▶ _GIVEN TASK A_:
In the records, from the line with "of the train" up to and including the line with "x=592 y=317", switch "train roof" to "carriage roof" and give those lines again with nothing else changed.

== GIVEN TEXT ==

The Downfall of the Data Engineer

This post follows up on The Rise of the Data Engineer, a recent post that was an attempt at defining data engineering and described how this new role relates to historical and modern roles in the data space.

In this post, I want to expose the challenges and risks that cripple data engineers and enumerates the forces that work against this discipline as it goes through its adolescence.

While the title of this post is sensationalistic and the content quite pessimistic, keep in mind that I strongly believe in data engineering — I needed a strong title that contrasts with my previous article. Understanding and exposing the adversity that the role is facing is a first step towards finding solutions.

Also note that the views expressed here are my own, and are based on observations made while talking to people from dozens of data teams across Silicon Valley. These views are not the views of my employer, or directly related to my current position.

Boredom & context switching

When the idle time between iteration cycles is counted in hours, it becomes tempting to work around the clock to keep your “plates spinning”. When 5–10 minutes of work at 11:30pm can save you 2–4 hours the next day, it tends to lead to unhealthy work-life balance.

Consensus seeking

Historically, people used the pejorative term “data silo” to designate issues related to heterogenous analytics that would be scattered across platforms or use incompatible referential. Silos naturally spawn into existence as projects get started, teams drift and inevitably as acquisitions occur. It’s the task of the business intelligence (now data engineering) teams to solve these issues with methodologies that enforces consensus, like Master Data Management (MDM), data integration, and an ambitious data warehousing program. Nowadays, at modern fast pace companies, the silo problem quickly grows out of proportion, where you could use the term “dark matter” to qualify the result of the expansion of chaos that is taking place. With an army of not-so-qualified people pitching in, the resulting network of pipelines can quickly become chaotic, inconsistent and wasteful. If the data engineer is the “librarian of the data warehouse”, they might feel like their mission is akin to classifying publications in a gigantic recycling plant.

===
== DATA ENTRIES ==

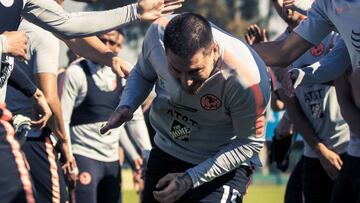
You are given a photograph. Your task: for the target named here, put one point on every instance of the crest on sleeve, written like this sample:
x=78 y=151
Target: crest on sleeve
x=317 y=50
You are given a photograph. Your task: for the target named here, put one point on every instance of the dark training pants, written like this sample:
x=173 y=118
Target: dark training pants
x=98 y=181
x=230 y=187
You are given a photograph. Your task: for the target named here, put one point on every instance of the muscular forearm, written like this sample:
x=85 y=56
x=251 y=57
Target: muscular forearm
x=136 y=90
x=3 y=46
x=137 y=130
x=287 y=50
x=20 y=81
x=327 y=69
x=348 y=108
x=50 y=16
x=229 y=158
x=48 y=84
x=56 y=123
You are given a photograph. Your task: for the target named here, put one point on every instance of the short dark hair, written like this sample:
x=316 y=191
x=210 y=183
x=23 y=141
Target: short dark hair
x=186 y=33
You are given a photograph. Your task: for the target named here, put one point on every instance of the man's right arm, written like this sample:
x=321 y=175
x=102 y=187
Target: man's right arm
x=348 y=108
x=287 y=50
x=309 y=32
x=138 y=85
x=327 y=69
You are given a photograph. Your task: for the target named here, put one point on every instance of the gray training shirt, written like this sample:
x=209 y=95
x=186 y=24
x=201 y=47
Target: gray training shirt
x=86 y=138
x=51 y=16
x=214 y=128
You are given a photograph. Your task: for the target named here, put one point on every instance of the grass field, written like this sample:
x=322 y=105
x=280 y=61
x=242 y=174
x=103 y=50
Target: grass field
x=256 y=194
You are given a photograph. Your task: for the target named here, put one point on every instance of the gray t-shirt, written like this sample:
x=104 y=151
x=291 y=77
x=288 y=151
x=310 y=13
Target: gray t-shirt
x=86 y=138
x=52 y=17
x=44 y=53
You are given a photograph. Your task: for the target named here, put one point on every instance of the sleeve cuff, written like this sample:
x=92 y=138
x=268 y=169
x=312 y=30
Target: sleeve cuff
x=300 y=76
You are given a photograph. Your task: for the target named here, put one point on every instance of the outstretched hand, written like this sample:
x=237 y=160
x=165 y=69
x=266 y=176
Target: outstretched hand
x=117 y=118
x=153 y=9
x=42 y=110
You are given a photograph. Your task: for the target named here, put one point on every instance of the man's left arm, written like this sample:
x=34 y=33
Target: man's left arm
x=247 y=110
x=45 y=58
x=92 y=48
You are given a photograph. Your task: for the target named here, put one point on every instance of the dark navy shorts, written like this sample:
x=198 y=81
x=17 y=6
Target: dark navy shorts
x=230 y=187
x=45 y=170
x=98 y=181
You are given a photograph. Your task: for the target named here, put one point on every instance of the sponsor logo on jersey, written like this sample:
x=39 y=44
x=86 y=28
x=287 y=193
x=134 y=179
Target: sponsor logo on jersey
x=339 y=10
x=85 y=178
x=210 y=102
x=180 y=131
x=355 y=38
x=317 y=50
x=7 y=3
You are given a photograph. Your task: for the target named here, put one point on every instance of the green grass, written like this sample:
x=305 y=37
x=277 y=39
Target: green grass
x=265 y=194
x=256 y=194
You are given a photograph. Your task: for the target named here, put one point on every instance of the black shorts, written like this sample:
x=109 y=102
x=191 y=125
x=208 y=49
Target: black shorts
x=15 y=183
x=347 y=186
x=98 y=181
x=45 y=170
x=230 y=187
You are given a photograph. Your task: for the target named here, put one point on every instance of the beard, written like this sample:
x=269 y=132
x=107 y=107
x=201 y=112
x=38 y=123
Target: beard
x=194 y=89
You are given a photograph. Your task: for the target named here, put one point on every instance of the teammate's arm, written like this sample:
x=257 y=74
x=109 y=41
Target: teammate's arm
x=349 y=111
x=137 y=130
x=50 y=16
x=309 y=32
x=330 y=161
x=45 y=67
x=327 y=69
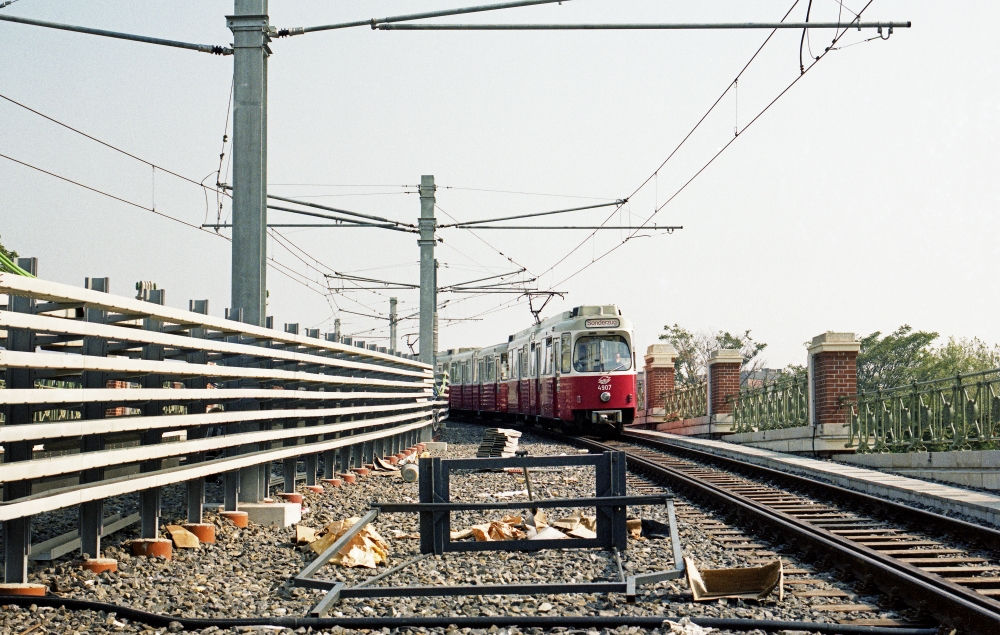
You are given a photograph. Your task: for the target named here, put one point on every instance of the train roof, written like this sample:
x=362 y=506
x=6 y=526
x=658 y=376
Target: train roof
x=592 y=317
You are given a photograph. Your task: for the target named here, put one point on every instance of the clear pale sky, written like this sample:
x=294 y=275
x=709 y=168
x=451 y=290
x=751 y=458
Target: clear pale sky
x=865 y=198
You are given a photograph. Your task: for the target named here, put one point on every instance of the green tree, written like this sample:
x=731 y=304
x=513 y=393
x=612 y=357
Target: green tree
x=895 y=359
x=958 y=356
x=693 y=350
x=7 y=252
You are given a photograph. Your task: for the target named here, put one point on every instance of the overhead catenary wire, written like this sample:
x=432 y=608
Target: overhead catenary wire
x=274 y=262
x=108 y=145
x=694 y=26
x=111 y=196
x=684 y=140
x=727 y=144
x=373 y=22
x=479 y=189
x=464 y=224
x=338 y=210
x=202 y=48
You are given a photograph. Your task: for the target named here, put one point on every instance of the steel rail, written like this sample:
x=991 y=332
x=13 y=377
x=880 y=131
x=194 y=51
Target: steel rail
x=955 y=605
x=985 y=537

===

▶ _GIVEN TASK B_:
Please say whether each statement agrees with the data engineering post, answering yes or no and quoting the deciding words: (i) the views in the post are those of the author's employer; (ii) the post follows up on The Rise of the Data Engineer; (iii) Master Data Management is given as a methodology that enforces consensus.

▶ _FULL RESPONSE A_:
You are given a photograph. Your task: for the target named here, put one point on every instance of the carriage roof, written like this sample:
x=362 y=506
x=6 y=526
x=658 y=376
Target: carriage roof
x=592 y=317

▶ _FULL RESPONSE B_:
(i) No: "These views are not the views of my employer, or directly related to my current position."
(ii) Yes: "This post follows up on The Rise of the Data Engineer"
(iii) Yes: "methodologies that enforces consensus, like Master Data Management (MDM)"